Passage shown |
'''

If article specific exeption list will be implemented, plus long ago requested "Prune list" option will be there, it will become possible to spellcheck very long lists, even online. Sure, first run will be slow, because you will need to mark thouse foreign and madeup words as exeptions. But then... Just imagine spellfixing whole en.Wikipedia spending few hours (human time, how long computer works in a background dosn't really matter). TestPilot^{talk to me!} 08:50, 30 July 2008 (UTC)Reply

Reset =(

During a power flux at my house my computer turned off. I will restart the database scan at about 1/3 of the way through. --mboverload @ 19:15, 30 July 2008 (UTC)Reply

ENDING DISCUSSION HERE - WIKIPROJECT NOW FORMED AND UNDER DEVELOPMENT

License

Latest comment: 16 years ago5 comments3 people in discussion

Mboverload tried to claim that list is under GPL. No, it is not! You could not switch license at will, unless you are developer and own code. TestPilot^{talk to me!} 10:13, 30 July 2008 (UTC)Reply

What list? Wikipedia:AutoWikiBrowser/Typos, this list? It is under GFDL, or at least that's what the edit box tells me when I make my contributions to it and agree to license my contributions under GFDL, right? -- JHunterJ (talk) 10:31, 30 July 2008 (UTC)Reply

Yeah, Wikipedia:AutoWikiBrowser/Typos is under GFDL, which is basically mean that no one can integrate it in any GPL based project. TestPilot^{talk to me!} 10:52, 30 July 2008 (UTC)Reply

-->I am the one who built the software InfoBox. I copied the AutoWikiBrowser infobox, which is licensed under the GPL. I simply forgot to change the license to GFDL. --mboverload @ 18:09, 30 July 2008 (UTC)Reply

=( --mboverload @ 23:33, 30 July 2008 (UTC)Reply

"Nasalisation"

'''

Written problem A |
Answer these questions about the talk page excerpt:
(i) What caused mboverload's computer to turn off?
(ii) What license does JHunterJ say applies to Wikipedia:AutoWikiBrowser/Typos?
(iii) Which infobox did mboverload copy when building the software InfoBox?

Task material |

'''

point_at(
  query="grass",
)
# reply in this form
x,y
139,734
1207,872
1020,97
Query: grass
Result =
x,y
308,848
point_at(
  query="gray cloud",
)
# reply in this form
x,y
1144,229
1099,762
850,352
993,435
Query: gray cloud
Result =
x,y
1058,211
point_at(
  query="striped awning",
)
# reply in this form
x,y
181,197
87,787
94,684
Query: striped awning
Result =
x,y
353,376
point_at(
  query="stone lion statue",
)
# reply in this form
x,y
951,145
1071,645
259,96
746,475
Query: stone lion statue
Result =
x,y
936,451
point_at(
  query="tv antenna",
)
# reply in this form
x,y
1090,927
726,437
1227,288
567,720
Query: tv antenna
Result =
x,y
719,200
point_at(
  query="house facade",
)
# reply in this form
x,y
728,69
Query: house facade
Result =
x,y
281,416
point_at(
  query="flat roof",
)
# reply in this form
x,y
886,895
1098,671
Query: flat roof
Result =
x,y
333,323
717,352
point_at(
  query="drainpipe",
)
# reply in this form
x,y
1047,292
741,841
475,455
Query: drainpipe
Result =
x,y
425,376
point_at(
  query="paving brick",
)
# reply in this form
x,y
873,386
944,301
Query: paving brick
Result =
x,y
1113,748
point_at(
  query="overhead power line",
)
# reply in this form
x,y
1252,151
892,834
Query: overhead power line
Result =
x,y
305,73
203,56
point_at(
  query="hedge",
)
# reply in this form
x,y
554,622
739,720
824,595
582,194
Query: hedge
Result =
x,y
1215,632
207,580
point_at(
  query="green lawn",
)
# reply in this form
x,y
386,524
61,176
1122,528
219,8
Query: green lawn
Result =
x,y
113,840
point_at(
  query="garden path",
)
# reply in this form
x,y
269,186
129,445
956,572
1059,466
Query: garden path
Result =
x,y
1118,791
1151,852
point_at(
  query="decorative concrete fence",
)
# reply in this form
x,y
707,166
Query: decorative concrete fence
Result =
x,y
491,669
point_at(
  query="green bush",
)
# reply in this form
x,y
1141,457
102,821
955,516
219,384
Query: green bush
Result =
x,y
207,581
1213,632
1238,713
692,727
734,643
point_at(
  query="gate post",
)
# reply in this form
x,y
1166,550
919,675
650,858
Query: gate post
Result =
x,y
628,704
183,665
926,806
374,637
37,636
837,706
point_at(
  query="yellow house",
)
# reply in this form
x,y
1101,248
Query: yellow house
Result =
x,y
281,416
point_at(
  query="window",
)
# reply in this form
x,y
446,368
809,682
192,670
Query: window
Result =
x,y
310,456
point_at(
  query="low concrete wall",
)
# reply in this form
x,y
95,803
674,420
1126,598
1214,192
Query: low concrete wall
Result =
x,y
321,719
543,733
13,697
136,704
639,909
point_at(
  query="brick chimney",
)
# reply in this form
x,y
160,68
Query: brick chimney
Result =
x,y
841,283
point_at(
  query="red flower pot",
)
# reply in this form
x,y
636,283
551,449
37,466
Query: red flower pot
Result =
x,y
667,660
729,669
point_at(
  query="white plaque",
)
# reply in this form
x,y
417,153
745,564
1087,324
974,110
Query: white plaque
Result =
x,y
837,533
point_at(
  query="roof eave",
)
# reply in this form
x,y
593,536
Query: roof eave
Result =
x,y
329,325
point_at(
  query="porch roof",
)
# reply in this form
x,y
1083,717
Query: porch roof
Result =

'''
'''

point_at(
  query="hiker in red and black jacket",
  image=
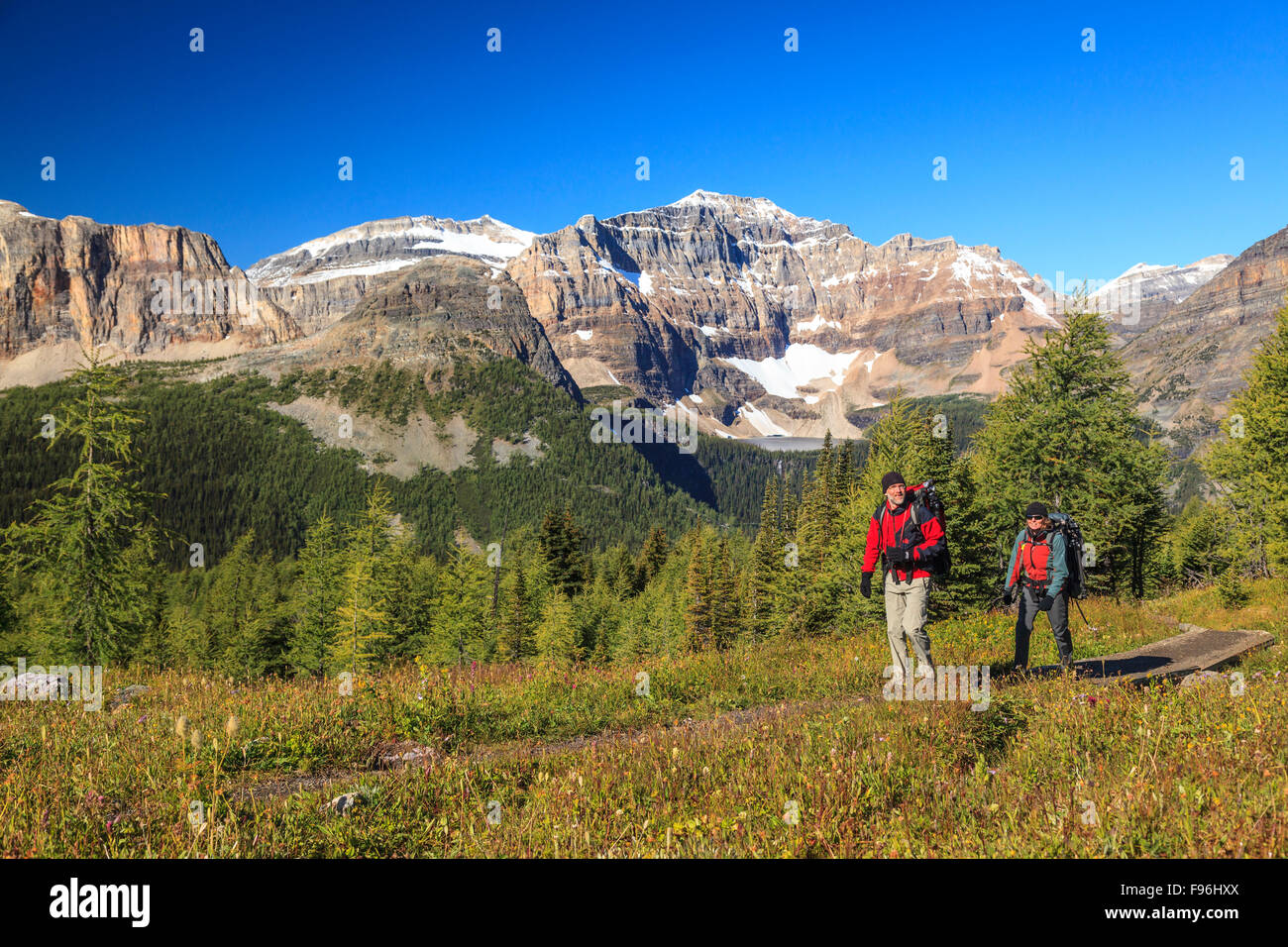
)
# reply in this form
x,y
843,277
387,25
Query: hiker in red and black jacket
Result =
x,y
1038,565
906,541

'''
'''

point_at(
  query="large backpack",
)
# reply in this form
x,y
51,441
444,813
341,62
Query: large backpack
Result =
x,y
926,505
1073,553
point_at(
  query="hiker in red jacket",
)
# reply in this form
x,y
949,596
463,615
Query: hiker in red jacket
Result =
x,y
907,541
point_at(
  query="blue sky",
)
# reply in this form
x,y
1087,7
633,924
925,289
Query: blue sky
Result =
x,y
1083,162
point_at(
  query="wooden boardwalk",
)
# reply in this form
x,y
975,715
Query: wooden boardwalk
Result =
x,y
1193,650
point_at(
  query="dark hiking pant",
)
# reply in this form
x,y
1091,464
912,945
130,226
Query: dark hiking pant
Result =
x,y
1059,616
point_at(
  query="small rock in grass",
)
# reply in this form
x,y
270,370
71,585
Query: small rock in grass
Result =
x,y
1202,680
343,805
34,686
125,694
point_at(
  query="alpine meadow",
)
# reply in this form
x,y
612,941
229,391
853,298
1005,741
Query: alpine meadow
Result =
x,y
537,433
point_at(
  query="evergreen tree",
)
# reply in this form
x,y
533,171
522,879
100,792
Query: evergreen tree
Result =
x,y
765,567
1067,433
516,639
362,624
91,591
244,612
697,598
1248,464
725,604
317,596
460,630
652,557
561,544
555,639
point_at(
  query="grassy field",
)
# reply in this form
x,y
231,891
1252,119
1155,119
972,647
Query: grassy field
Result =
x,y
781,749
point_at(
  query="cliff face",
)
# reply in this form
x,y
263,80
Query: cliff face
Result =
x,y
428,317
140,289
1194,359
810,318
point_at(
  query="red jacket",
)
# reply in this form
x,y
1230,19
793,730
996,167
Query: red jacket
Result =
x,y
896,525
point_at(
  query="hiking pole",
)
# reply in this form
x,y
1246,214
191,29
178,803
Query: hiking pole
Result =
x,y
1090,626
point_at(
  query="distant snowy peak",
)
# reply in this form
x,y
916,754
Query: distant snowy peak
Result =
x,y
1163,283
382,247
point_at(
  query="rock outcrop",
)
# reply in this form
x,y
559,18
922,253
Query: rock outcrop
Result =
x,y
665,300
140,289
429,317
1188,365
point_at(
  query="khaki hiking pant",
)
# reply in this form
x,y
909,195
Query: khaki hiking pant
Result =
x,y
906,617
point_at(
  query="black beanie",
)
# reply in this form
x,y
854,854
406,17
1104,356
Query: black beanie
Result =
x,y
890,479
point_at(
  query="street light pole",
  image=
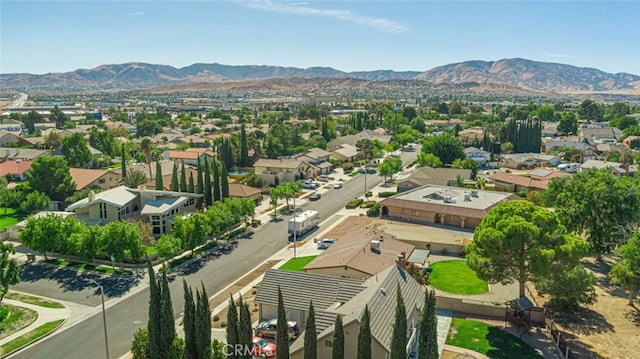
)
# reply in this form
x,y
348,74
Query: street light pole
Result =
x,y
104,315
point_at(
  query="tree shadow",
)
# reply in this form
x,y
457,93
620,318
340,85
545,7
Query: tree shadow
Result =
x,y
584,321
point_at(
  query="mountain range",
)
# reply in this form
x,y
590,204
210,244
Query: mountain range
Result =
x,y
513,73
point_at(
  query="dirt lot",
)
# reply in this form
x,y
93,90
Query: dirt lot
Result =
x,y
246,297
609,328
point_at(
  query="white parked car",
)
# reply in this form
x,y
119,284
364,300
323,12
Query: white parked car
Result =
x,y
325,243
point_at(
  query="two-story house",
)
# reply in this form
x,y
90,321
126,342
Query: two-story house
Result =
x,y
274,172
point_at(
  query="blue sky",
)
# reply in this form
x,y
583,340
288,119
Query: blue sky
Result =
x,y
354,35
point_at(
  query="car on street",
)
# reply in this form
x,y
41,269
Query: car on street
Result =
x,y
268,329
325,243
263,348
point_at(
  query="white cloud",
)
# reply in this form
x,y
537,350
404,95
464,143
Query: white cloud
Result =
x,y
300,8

'''

Written problem B |
List every line of the listing that contains the string "wooden". Case counts.

Reply A |
(i) A power flux at mboverload's house.
(ii) The GFDL.
(iii) The AutoWikiBrowser infobox.

Reply B |
  query="wooden boardwalk",
Query: wooden boardwalk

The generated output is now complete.